WORK INSTRUCTIONS
A. Echo the stretch of the facies text from "Limestone outcrop with" through "Clays Ferry, Kentucky.".
B. Proceed with the facies text from the point where it stops.

DOCUMENT EXTRACT
------------

Facies

Limestone outcrop with facies changes, Clays Ferry, Kentucky
Limestone outcrop showing facies changes from finer-grained, deeper water light gray sediments at the base, to coarser, shallower water tan sediments at the top, Clays Ferry, Kentucky.
Photo by K. Layou.

What are facies?

Sedimentary rocks contain many characteristics at a variety of spatial scales, and basic observations at both the hand sample and outcrop level can aid in interpreting depositional environments. However, some of these hand sample and outcrop scale characteristics are not unique to one depositional environment–for example, well-sorted, rounded quartz sand can be found in both beaches and deserts. Therefore, other rock features like sedimentary structures, fossils, association, and form are needed to provide richer context. Together, these features are known as a facies, a body of rock (typically a sequence of several strata, or beds) that is distinct from adjacent strata based on observable characteristics.

 

The CTSFAF model

One model for describing sedimentary facies in the lab or the field is the CTSFAF model.  This model uses readily observable characteristics of the rocks and aids in the interpretation of depositional environments.  The six aspects of CTSFAF are color/composition, texture, sedimentary structures, fossils, association, and form which are described in more detail below.

Characteristic Description Spatial scale of observation
C:  color and composition Grain colors and % mineral composition  Hand sample, microscope
T:  texture  Grain size, shape, and sorting Hand sample, microscope
S:  sedimentary structures Depositional/erosion features Outcrop, hand sample
F:  fossils Fossil diversity and abundance Outcrop, hand sample, microscope
A:  association Geologic contacts of beds Outcrop
F:  form Bedding pattern Outcrop

 

Color and composition

Color

Weathering rind
Weathering rind showing difference in color on external surfaces versus inner portion of rock.

------------

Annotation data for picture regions
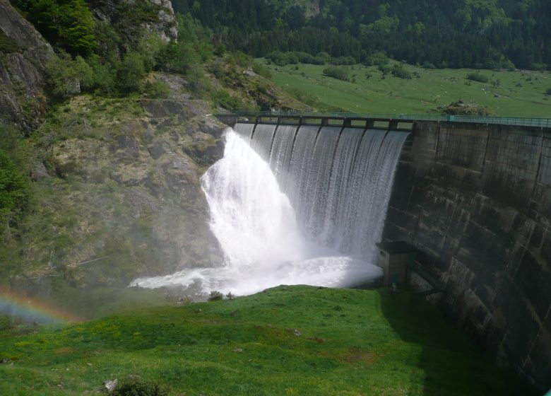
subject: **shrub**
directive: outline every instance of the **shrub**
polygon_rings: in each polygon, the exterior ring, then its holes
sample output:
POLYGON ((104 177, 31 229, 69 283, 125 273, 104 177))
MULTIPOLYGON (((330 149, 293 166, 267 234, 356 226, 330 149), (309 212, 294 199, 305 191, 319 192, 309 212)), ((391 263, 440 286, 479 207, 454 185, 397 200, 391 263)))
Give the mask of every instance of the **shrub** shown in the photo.
POLYGON ((218 301, 223 298, 224 298, 224 295, 221 291, 218 291, 218 290, 213 290, 208 295, 209 301, 218 301))
POLYGON ((365 64, 367 66, 372 66, 374 64, 380 66, 381 64, 386 64, 389 62, 389 58, 384 54, 384 52, 374 52, 365 60, 365 64))
POLYGON ((486 76, 483 76, 480 73, 470 73, 467 75, 467 79, 478 83, 487 83, 489 81, 489 78, 486 77, 486 76))
POLYGON ((94 19, 85 0, 13 0, 52 44, 73 55, 88 56, 97 48, 94 19))
POLYGON ((27 200, 27 180, 8 156, 0 151, 0 214, 22 209, 27 200))
POLYGON ((223 89, 216 91, 211 94, 213 104, 217 107, 223 107, 228 110, 236 110, 239 106, 239 100, 223 89))
POLYGON ((168 390, 156 382, 142 380, 138 375, 129 375, 122 380, 109 395, 112 396, 167 396, 168 390))
POLYGON ((253 71, 254 71, 259 76, 262 76, 265 78, 272 78, 272 72, 270 71, 270 69, 262 64, 253 62, 252 69, 253 71))
POLYGON ((94 71, 81 57, 61 52, 47 64, 48 86, 54 96, 67 98, 94 86, 94 71))
POLYGON ((350 79, 348 69, 345 67, 330 66, 324 69, 324 74, 343 81, 348 81, 350 79))
POLYGON ((142 56, 134 51, 126 53, 117 74, 119 89, 124 93, 139 91, 145 74, 142 56))
POLYGON ((224 298, 224 295, 221 291, 218 291, 218 290, 213 290, 208 295, 209 301, 218 301, 223 298, 224 298))
POLYGON ((408 78, 408 80, 411 78, 411 73, 405 70, 401 64, 395 64, 391 73, 392 73, 393 76, 400 78, 408 78))

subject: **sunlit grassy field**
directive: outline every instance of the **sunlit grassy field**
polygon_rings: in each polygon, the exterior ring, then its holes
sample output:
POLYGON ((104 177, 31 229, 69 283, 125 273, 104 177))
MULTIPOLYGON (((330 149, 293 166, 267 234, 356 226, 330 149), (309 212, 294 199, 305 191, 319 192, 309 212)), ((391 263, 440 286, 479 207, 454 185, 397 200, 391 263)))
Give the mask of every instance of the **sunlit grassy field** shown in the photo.
POLYGON ((406 290, 279 286, 16 333, 0 332, 0 395, 100 394, 128 375, 186 396, 531 394, 406 290))
POLYGON ((278 86, 322 111, 437 114, 439 106, 461 99, 487 106, 499 116, 551 117, 551 97, 545 93, 551 88, 548 71, 428 69, 404 64, 419 76, 403 79, 389 74, 382 78, 377 66, 360 64, 343 66, 350 69, 350 77, 343 81, 324 76, 326 66, 267 66, 278 86), (473 72, 487 77, 488 82, 469 81, 466 76, 473 72))

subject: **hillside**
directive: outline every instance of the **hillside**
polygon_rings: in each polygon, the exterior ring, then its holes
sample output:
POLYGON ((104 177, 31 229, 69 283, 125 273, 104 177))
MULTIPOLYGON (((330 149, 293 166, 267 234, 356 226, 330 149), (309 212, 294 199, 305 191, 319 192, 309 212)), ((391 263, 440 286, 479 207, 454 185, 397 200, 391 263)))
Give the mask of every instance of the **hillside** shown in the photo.
MULTIPOLYGON (((259 62, 261 62, 259 59, 259 62)), ((551 74, 530 71, 429 69, 389 62, 383 67, 342 66, 345 79, 324 73, 324 65, 269 62, 273 81, 319 111, 355 113, 442 114, 453 102, 480 106, 488 115, 548 117, 551 74), (394 65, 407 78, 391 72, 394 65), (468 78, 480 75, 486 82, 468 78)))
POLYGON ((14 396, 105 394, 129 375, 174 395, 532 394, 405 290, 279 286, 0 330, 0 393, 14 396))
POLYGON ((340 62, 374 54, 411 64, 542 69, 551 65, 545 0, 174 0, 230 49, 326 52, 340 62))

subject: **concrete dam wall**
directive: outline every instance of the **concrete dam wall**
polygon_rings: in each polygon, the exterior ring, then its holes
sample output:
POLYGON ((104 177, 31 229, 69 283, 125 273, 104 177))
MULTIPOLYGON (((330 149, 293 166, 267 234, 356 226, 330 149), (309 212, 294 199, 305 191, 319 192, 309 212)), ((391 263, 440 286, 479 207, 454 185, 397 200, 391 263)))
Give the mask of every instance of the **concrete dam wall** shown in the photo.
POLYGON ((406 240, 455 322, 551 386, 551 129, 417 122, 395 175, 385 240, 406 240))
MULTIPOLYGON (((233 125, 238 117, 220 118, 233 125)), ((300 115, 294 118, 304 122, 300 115)), ((316 118, 335 124, 335 117, 316 118)), ((342 118, 343 127, 355 122, 359 131, 410 129, 383 241, 413 245, 422 269, 444 291, 427 298, 498 363, 543 389, 551 388, 548 122, 526 127, 504 119, 495 120, 503 121, 499 124, 342 118)))

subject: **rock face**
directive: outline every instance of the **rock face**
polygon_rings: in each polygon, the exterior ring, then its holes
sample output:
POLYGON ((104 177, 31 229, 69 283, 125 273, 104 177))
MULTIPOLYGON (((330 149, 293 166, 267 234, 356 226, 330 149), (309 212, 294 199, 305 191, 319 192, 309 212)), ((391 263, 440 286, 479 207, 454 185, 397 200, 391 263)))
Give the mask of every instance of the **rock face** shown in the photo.
POLYGON ((126 43, 135 42, 141 30, 167 42, 178 39, 178 23, 170 0, 90 0, 88 4, 94 17, 111 25, 126 43), (124 13, 131 14, 140 5, 152 8, 153 12, 142 16, 138 25, 129 25, 124 13))
POLYGON ((45 70, 52 47, 30 23, 0 0, 0 117, 25 133, 40 124, 46 109, 45 70))
POLYGON ((169 81, 171 96, 75 96, 37 130, 40 194, 26 219, 45 226, 25 231, 28 255, 0 273, 13 288, 47 291, 61 279, 79 293, 126 288, 223 264, 200 178, 223 154, 224 126, 204 115, 207 103, 185 98, 179 77, 150 78, 169 81))
POLYGON ((551 386, 551 130, 417 122, 384 237, 445 285, 450 318, 536 385, 551 386))

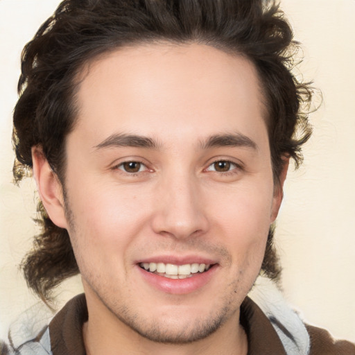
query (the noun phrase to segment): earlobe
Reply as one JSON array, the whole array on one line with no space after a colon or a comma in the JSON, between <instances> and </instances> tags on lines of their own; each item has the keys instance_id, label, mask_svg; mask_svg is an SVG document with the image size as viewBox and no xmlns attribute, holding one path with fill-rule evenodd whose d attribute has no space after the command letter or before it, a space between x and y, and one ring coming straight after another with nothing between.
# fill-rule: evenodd
<instances>
[{"instance_id":1,"label":"earlobe","mask_svg":"<svg viewBox=\"0 0 355 355\"><path fill-rule=\"evenodd\" d=\"M55 225L67 228L62 184L41 147L32 147L32 161L38 193L49 218Z\"/></svg>"},{"instance_id":2,"label":"earlobe","mask_svg":"<svg viewBox=\"0 0 355 355\"><path fill-rule=\"evenodd\" d=\"M290 163L290 158L284 157L282 159L283 166L281 171L279 184L276 187L275 191L274 191L274 198L272 200L272 207L271 209L271 223L274 222L277 217L279 210L280 209L281 203L284 198L284 183L285 182L286 178L287 176L287 171L288 170L288 165Z\"/></svg>"}]
</instances>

------------

ANSWERS TO THE PROBLEMS
A.
Limestone outcrop with facies changes, Clays Ferry, Kentucky
Limestone outcrop showing facies changes from finer-grained, deeper water light gray sediments at the base, to coarser, shallower water tan sediments at the top, Clays Ferry, Kentucky.

B.
Photo by C. Bentley.

The color of a sedimentary rock is typically derived from the minerals that make up the grains within the rock. For clastic sedimentary rocks, the cement holding the grains together may also significantly contribute to the color of the rock. For example, many of the gorgeous red and orange sandstones from the American Southwest are quartz sand cemented with hematite, a rust-colored iron oxide. Some sedimentary rocks can have a different color in a weathered state, thus when observing sedimentary rocks in the field, it is important to always conduct observations on a freshly broken surface of the rock.  

Sedimentary rock composition 

QFL ternary diagram for clastic sedimentary rock classfication
QFL ternary diagram for clastic sedimentary rocks.

Broadly, sedimentary rocks can be classified as clastic, biochemical, or chemical. In the context of facies, it is helpful to think about clastic and biochemical sedimentary rocks as either siliciclastic or carbonate. Siliciclastic rocks are those that are made from weathered grains of pre-existing rocks made of predominantly silicate minerals. For rocks with gravel or sand-sized grains (breccia, conglomerate, sandstones) noting percentages of quartz, feldspar, and lithic fragments (pieces of rock) in the rock (QFL), clues about tectonic history can be determined. High quartz percentages suggest tectonic stability or extensive reworking of sediments as the more chemically and less physically resistant minerals have eroded away. Lots of feldspar indicates immature sediments that have recently been produced via basement uplift of continental crust (i.e., thick-skinned deformation including cratonic rifting), since otherwise feldspar quickly weathers to clay minerals.  Lithic fragments are indicative of volcanic activity and/or shallow tectonic activity (i.e., thin-skinned deformation) and also indicate immature sediment. QFL ternary diagrams can be used to classify these rocks. Siltstones, claystones, and shales are composed of the weathering products of silicate minerals.

Carbonate rocks are named such because they are made of minerals with a carbonate (CO3)-2 anion: usually calcite (which makes limestones) or dolomite (which makes dolostone). While there are some limestones that form in lake or hot spring environments on land, most limestones are associated with marine depositional environments, including epicontinental seas, continental shelves and slopes, and the abyssal plains. These limestones are made from clasts derived from skeletal elements (shells) or fecal pellets of organisms (peloids), chemically precipitated grains (ooids), or pieces of other carbonate material (rip-up clasts, clay-sized particles).  

Dunham classification scheme for carbonate rocks.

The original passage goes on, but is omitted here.